■ YOUR GOAL
What is the number of lines in the listing below that contain the word "this"? Give only that number.

■ DATA FOR THE TASK
+++++
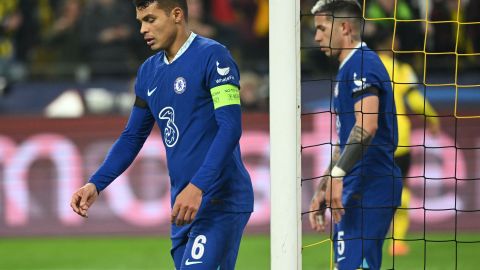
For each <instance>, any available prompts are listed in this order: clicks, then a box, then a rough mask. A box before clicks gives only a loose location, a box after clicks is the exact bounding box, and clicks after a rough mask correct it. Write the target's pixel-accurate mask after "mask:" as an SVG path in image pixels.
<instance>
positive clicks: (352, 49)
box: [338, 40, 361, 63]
+++++
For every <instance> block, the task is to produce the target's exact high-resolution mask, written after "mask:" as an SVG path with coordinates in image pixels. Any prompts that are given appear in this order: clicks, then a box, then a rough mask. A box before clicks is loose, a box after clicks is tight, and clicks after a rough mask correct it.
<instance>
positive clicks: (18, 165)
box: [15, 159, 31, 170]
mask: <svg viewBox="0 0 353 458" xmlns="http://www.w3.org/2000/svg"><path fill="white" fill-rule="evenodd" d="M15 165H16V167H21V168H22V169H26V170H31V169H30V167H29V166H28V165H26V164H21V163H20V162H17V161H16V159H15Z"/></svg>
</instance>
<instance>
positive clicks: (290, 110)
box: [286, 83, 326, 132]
+++++
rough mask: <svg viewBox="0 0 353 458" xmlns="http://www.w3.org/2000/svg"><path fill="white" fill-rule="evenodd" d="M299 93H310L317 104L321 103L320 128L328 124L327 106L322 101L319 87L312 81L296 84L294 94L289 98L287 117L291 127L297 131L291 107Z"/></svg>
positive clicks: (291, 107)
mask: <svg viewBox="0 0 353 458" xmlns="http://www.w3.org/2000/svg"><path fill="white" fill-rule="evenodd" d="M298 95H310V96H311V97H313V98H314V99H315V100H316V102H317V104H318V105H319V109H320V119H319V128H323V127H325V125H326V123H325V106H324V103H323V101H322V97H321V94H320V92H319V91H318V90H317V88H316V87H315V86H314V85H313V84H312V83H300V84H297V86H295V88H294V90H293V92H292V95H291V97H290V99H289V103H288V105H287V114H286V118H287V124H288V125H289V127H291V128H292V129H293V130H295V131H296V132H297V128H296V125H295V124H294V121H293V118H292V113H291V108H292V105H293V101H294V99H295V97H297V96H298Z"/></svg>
+++++
■ OUTPUT
2